AUFGABE 1:
Gib den Abschnitt aus dem Spielbericht wortgetreu wieder, der mit "Von Matthias Reichstein" beginnt und bis einschließlich "René Müller gedacht." reicht.
AUFGABE 2:
Welche Operation hatte laut dem Spielbericht die lange Zwangspause von René Müller zur Folge?

EXTRAHIERTER TEXT:
SCP-Stürmer erkämpfte sich Strafstoß - Samstag in der Start-Elf?

Von Matthias Reichstein
Paderborn (WV). Er kam erst zur Pause, zeigte aber, wie's gemacht wird: René Müller lief viel, bot sich immer wieder an, suchte den Mitspieler und gab keinen Zweikampf verloren. Der 31-Jährige setzte nach seiner Einwechslung das Signal zur Aufholjagd. Die wurde zwar nicht erfolgreich beendet, gibt aber Anlass zur Hoffnung.

Denn nur so, wie sich der SCP die ersten 25 Minuten nach dem Wechsel präsentierte, geht in Wolfsburg etwas. Als Trainer Pavel Dotchev nach dem Spiel über »Angst- und Alibifußball« sprach, eine »verkrampfte« Mannschaft sah, Leistungsträger wie Daniel Cartus namentlich nannte und kritisierte (»Von Carte kam viel zu wenig«) und mutmaßte, einige seiner Spielen hätten sich schon zu viel mit der Feier statt mit dem Aufstieg beschäftigt«, hat er mit Sicherheit nicht an René Müller gedacht.
Als der Ex-Erfurter kam, hatte man das Gefühl, es geht ein Ruck durch die Mannschaft. Bezeichnend für seine Spielart war die Szene, die zum Elfmeter führte. An der Außenlinie hatte Braunschweigs Jung-Talent Martin Amedick den Ball bereits sicher, als Müller nachsetzte, sich die Kunststoff-Kugel zurück holte, auf das Eintracht-Tor zusteuerte und schließlich im Strafraum vom Ex-Delbrücker am Trikot gezupft und damit gelegt wurde.
Direkt nach seiner Einwechslung sahen die Zuschauer aber auch noch einen »anderen« Müller. Nach einer Flanke von Sebastian Schachten (48.) legte der sträflich freie Ex-Erfurter den Ball per Kopf für Alex Löbe auf, statt es selbst zu versuchen. Da merkte man dem Torjäger die lange Zwangspause (Bandscheiben-OP) und die damit verbundene fehlende Spielpraxis doch an. Ein Müller in allerbester Verfassung hätte die Chance, zumal in besserer Position, selbst genutzt.

ANGEZEIGTE INFORMATIONEN:
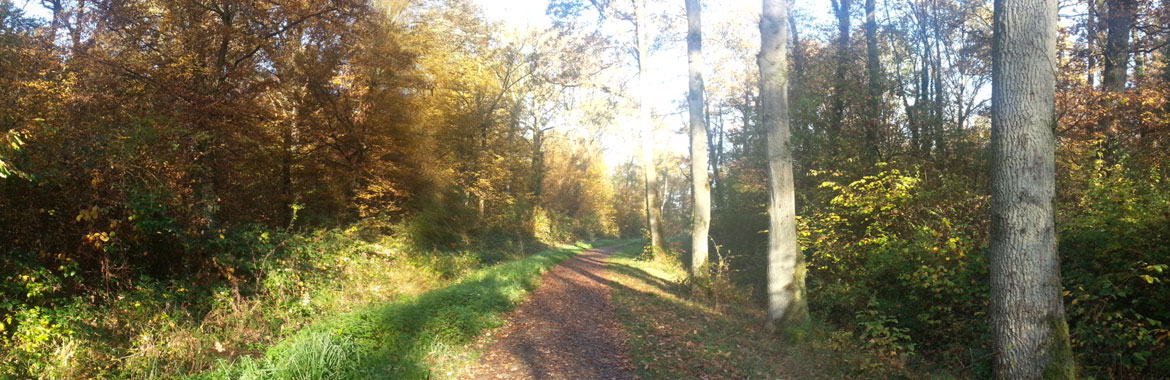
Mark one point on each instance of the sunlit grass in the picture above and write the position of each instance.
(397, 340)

* * *

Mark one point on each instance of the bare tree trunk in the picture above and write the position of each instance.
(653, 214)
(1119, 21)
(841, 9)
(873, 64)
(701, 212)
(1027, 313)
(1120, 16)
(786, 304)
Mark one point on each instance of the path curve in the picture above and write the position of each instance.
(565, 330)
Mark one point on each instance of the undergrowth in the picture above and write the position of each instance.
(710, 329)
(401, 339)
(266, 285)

ANTWORT 1:
Von Matthias Reichstein
Paderborn (WV). Er kam erst zur Pause, zeigte aber, wie's gemacht wird: René Müller lief viel, bot sich immer wieder an, suchte den Mitspieler und gab keinen Zweikampf verloren. Der 31-Jährige setzte nach seiner Einwechslung das Signal zur Aufholjagd. Die wurde zwar nicht erfolgreich beendet, gibt aber Anlass zur Hoffnung.

Denn nur so, wie sich der SCP die ersten 25 Minuten nach dem Wechsel präsentierte, geht in Wolfsburg etwas. Als Trainer Pavel Dotchev nach dem Spiel über »Angst- und Alibifußball« sprach, eine »verkrampfte« Mannschaft sah, Leistungsträger wie Daniel Cartus namentlich nannte und kritisierte (»Von Carte kam viel zu wenig«) und mutmaßte, einige seiner Spielen hätten sich schon zu viel mit der Feier statt mit dem Aufstieg beschäftigt«, hat er mit Sicherheit nicht an René Müller gedacht.

ANTWORT 2:
Eine Bandscheiben-OP.